## Object position labeling entries
◇ ◇ ◇
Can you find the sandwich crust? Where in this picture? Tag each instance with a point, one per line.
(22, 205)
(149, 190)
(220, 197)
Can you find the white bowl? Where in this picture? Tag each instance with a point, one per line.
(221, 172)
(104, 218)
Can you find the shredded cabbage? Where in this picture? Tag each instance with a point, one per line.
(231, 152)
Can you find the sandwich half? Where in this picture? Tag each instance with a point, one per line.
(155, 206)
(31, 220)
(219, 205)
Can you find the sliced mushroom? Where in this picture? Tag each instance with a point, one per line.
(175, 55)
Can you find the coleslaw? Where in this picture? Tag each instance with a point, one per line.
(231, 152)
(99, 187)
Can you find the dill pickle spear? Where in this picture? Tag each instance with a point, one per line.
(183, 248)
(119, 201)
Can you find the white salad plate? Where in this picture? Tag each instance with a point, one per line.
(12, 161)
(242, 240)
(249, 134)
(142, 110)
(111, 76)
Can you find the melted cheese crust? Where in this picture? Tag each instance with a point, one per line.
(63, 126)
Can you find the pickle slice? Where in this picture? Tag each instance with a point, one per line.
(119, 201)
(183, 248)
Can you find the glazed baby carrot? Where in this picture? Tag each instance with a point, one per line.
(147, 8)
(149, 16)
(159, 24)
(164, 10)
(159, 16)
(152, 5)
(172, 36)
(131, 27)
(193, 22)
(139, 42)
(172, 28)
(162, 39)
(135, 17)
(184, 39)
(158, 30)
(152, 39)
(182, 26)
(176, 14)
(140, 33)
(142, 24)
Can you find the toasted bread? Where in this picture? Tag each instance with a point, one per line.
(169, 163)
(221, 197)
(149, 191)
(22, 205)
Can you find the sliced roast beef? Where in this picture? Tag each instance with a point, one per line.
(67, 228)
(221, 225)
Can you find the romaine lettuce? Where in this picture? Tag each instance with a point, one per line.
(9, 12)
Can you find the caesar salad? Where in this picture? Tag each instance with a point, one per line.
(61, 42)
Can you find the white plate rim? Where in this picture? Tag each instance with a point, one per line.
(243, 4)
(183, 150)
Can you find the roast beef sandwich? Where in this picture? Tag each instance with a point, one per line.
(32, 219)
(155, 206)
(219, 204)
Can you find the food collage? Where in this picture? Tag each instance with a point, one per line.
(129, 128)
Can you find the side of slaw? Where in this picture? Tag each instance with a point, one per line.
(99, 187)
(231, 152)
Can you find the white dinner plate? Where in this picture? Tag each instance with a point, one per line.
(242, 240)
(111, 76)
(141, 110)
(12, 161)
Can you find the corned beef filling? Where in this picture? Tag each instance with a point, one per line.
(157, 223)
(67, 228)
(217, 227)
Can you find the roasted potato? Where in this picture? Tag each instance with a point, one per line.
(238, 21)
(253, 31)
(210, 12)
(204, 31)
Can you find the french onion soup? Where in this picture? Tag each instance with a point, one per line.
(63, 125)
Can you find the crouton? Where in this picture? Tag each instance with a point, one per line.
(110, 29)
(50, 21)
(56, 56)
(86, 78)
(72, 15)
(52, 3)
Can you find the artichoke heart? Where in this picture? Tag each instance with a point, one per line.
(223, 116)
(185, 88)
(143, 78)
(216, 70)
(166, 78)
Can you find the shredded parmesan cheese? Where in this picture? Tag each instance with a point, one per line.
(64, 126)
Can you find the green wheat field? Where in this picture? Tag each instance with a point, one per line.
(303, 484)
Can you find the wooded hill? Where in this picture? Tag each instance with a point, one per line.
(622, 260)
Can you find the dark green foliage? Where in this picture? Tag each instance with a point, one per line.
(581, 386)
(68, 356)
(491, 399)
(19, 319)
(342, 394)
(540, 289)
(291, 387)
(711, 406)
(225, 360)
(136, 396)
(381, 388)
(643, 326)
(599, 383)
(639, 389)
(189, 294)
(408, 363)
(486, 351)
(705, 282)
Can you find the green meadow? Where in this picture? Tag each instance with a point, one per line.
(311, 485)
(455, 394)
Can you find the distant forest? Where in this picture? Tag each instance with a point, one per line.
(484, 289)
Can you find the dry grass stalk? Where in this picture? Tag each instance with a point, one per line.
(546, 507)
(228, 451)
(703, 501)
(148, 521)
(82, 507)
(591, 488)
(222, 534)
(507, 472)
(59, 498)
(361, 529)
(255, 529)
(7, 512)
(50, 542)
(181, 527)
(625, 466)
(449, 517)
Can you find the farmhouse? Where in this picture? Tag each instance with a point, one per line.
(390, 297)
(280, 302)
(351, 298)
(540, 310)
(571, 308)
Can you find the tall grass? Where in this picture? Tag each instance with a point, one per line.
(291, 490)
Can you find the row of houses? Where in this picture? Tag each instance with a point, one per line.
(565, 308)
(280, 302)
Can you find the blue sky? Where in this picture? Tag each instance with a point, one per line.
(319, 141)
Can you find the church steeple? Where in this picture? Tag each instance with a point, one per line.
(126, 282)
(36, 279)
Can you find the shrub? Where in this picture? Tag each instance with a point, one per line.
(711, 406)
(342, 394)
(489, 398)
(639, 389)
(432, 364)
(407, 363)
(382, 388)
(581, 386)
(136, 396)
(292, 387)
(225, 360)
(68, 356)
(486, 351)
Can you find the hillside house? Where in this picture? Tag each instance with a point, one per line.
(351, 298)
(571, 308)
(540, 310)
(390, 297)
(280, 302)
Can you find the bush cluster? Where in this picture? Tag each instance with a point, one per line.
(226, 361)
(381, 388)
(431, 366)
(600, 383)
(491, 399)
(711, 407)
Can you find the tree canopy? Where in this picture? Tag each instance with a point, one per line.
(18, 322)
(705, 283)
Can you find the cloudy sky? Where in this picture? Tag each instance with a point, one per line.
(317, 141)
◇ ◇ ◇
## What is required
Recast everything from the line containing "Can you find the bush" down through the end of the records as a JSON list of strings, one string per line, including that first line and omitting any blank lines.

## The reply
[
  "Can you find the bush cluster? Where in this picture? Tag each instance with a point, one per line.",
  "(226, 361)",
  "(381, 388)",
  "(431, 366)",
  "(600, 383)",
  "(491, 399)",
  "(711, 407)",
  "Can you find the tree canopy? Where in this picture? Tag each instance with a point, one per line.",
  "(18, 322)",
  "(705, 283)",
  "Can you find the cloudy sky? Where in this picture? Tag each instance with a point, one per line.",
  "(317, 141)"
]